## WORK REQUEST 1
Return everything in the article on Medicare cuts to imaging services from "At the same" down to "other serious diseases.", copied word for word.
## WORK REQUEST 2
Take the article on Medicare cuts to imaging services further, picking up right after its final sentence.

Start of TEXT FOR ANALYSIS

Ocean County patients, physicians, advocacy groups and community leaders said that steep Medicare cuts proposed by Congress, as well as the Obama Administration, threaten patient access to diagnostic imaging services — in particular for our nation's seniors.
Since payment rates for Tricare, the health care system for veterans, are linked to Medicare rates, our nation's veterans and their families also risk losing access to diagnostic services in non-hospital settings.
In Ocean County — where residents suffer from the third highest cancer incidence rate in New Jersey — doctors will soon be forced to scale back or discontinue medical imaging services, due to the major reimbursement cuts recently released in the Centers for Medicare & Medicaid Services' (CMS) 2010 Physician Fee Schedule.
At the same time, Congress is proposing policies that would reduce physician payments for imaging services, as well as a tax on medical devices including imaging equipment, all of which could inhibit patients' access to early disease detection and possibly turn back the clock on the war against cancer and other serious diseases.

End of TEXT FOR ANALYSIS
Start of DATA UNDER STUDY

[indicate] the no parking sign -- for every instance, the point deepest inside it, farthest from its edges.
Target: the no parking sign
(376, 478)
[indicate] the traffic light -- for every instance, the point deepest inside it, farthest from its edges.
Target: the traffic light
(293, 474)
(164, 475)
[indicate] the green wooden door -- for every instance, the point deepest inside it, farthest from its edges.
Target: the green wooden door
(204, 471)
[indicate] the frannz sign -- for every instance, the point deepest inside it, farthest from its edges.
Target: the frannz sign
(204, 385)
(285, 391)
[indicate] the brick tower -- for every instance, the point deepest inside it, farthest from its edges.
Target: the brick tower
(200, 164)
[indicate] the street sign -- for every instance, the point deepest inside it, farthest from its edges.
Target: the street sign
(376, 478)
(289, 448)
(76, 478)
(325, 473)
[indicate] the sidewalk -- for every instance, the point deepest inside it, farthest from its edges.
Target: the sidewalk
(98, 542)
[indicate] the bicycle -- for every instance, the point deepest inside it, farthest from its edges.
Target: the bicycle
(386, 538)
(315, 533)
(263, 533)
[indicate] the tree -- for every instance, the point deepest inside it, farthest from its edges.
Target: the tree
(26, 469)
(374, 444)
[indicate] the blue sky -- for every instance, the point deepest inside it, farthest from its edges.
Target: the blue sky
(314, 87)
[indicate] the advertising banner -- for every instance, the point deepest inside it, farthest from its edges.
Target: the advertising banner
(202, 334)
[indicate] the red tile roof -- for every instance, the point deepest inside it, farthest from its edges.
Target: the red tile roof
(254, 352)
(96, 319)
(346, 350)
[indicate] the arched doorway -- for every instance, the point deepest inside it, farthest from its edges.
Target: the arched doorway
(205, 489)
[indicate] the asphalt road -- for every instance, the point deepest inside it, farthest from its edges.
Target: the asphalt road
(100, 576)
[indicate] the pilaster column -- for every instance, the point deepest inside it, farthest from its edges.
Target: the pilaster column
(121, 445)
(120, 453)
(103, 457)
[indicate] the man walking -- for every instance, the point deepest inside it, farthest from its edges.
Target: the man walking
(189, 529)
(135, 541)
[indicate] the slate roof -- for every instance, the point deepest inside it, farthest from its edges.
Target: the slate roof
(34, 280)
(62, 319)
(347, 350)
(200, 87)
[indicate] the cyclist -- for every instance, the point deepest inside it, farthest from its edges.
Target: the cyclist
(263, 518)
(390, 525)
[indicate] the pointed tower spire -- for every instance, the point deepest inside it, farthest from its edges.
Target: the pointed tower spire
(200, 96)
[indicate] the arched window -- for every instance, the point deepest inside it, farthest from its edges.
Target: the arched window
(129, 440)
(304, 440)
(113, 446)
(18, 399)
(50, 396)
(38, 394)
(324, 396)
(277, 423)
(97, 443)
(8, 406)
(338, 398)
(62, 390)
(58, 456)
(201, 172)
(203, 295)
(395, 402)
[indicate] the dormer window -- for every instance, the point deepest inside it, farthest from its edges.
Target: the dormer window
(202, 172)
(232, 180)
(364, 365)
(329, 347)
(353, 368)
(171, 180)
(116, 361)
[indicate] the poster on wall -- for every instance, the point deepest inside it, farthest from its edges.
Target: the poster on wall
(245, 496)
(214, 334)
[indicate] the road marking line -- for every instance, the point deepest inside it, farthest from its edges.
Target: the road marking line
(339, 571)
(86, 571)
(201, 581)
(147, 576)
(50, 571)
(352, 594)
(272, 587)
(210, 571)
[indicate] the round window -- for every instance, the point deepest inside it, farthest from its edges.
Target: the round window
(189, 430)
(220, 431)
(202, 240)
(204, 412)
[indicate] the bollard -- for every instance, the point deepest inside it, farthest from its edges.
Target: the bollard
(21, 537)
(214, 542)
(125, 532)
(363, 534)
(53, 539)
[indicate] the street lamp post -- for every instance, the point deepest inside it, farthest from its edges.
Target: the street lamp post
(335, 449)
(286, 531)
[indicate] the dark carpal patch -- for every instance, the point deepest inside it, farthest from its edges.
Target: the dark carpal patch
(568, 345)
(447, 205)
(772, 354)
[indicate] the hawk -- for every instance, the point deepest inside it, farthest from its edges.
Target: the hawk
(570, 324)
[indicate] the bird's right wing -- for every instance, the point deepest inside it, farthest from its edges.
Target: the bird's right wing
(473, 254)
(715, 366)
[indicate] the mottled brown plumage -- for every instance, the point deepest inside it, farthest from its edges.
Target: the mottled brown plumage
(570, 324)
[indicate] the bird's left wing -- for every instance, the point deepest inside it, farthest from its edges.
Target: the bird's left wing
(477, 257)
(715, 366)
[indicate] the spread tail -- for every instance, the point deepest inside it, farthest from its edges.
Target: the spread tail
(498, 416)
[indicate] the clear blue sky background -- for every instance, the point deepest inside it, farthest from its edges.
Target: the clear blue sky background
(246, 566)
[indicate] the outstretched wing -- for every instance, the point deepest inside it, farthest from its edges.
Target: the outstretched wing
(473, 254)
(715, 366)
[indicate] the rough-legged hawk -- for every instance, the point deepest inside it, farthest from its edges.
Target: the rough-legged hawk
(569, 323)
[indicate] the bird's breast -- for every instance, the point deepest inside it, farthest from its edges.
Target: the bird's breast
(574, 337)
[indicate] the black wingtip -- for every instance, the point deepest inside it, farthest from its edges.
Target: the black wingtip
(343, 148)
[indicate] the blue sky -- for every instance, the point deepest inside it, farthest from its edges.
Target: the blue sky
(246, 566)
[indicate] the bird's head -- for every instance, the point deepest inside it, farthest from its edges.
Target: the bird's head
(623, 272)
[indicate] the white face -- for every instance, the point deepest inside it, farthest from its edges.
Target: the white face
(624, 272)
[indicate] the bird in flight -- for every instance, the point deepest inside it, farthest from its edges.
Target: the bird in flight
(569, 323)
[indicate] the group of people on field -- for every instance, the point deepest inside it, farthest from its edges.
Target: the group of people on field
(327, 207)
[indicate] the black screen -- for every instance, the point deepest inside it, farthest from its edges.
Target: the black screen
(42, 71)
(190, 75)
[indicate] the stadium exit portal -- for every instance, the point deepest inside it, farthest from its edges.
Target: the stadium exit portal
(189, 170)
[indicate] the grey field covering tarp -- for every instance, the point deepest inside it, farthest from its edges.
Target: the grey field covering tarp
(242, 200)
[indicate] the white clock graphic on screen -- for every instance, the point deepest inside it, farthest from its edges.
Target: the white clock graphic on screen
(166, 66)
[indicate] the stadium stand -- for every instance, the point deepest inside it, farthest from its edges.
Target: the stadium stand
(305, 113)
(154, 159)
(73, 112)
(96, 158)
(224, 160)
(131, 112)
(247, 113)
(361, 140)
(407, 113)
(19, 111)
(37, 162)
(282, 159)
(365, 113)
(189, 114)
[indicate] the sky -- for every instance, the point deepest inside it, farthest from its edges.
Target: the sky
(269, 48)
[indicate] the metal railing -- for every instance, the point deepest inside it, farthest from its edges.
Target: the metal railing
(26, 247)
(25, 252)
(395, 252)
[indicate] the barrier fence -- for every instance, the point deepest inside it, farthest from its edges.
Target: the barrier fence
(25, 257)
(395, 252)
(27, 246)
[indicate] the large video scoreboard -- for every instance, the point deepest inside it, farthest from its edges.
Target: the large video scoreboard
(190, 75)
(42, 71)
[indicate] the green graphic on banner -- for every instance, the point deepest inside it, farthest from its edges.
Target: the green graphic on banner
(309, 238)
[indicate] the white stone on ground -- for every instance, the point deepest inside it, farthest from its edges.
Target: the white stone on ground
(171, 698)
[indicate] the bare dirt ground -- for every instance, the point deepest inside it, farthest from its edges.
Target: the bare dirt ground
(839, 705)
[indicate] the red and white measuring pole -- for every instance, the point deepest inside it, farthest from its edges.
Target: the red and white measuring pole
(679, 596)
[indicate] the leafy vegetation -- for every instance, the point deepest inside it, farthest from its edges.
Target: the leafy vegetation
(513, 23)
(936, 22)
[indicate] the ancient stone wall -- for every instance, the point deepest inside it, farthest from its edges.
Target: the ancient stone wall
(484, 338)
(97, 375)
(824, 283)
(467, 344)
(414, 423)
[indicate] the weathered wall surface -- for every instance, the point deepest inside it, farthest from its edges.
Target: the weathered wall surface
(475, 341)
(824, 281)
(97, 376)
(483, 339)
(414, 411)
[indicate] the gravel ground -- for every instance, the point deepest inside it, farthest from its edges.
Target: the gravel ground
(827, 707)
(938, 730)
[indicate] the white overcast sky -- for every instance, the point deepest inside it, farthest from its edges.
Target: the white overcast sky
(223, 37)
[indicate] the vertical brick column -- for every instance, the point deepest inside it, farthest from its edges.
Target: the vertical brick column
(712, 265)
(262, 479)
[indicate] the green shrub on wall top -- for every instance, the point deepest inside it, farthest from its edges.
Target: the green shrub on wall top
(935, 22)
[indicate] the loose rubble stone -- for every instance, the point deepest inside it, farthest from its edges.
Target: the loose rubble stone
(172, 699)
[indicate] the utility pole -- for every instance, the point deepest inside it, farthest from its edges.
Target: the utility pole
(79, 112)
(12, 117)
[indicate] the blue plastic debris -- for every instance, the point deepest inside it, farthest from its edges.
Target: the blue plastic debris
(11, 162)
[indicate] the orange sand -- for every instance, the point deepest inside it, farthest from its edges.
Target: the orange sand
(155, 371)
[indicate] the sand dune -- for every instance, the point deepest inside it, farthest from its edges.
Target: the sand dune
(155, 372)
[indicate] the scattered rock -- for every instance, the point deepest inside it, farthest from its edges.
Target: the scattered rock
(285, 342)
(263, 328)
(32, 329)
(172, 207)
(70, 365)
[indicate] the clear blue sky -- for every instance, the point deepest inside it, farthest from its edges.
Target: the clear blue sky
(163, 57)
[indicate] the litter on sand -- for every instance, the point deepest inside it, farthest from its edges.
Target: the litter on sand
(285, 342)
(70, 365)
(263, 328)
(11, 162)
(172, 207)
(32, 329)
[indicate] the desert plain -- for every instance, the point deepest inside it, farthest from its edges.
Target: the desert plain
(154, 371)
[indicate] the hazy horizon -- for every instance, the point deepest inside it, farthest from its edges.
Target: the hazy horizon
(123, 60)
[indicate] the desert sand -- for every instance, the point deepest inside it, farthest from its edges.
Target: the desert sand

End of DATA UNDER STUDY

## WRITTEN REPLY 1
At the same time, Congress is proposing policies that would reduce physician payments for imaging services, as well as a tax on medical devices including imaging equipment, all of which could inhibit patients' access to early disease detection and possibly turn back the clock on the war against cancer and other serious diseases.

## WRITTEN REPLY 2
"It's very important that all patients have access to the medical imaging they need," said Marge Medeiros, a Medicare beneficiary and patient of Ocean Medical Imaging. "A lot of patients rely on medical imaging to properly monitor various health conditions, particularly seniors. We need to be assured that we will continue to have access to high quality medical care, and medical imaging is of course a very important part of that care."
The annual tax on medical devices proposed in the House and Senate health reform bills has the potential to inflict serious, systemic and long-term harm on the quality of American health care, as it will stifle the innovation of new imaging and cutting edge cancer-therapy technologies that can detect disease earlier and personalize disease treatment, while preserving quality of life and delivering better outcomes with less radiation.
"Medical imaging is an essential technology that should be available to Americans without being cost prohibitive. Cutting reimbursements and additionally levying an excise tax on its use is detrimental to quality healthcare in this country," said Assemblyman David C. Russo (R-Bergen).
Dr. Joseph Triolo, a radiologist with Ocean Medical Imaging in Toms River, called on the New Jersey Congressional Delegation to reject both the tax and the proposals that would reduce payment rates for diagnostic imaging.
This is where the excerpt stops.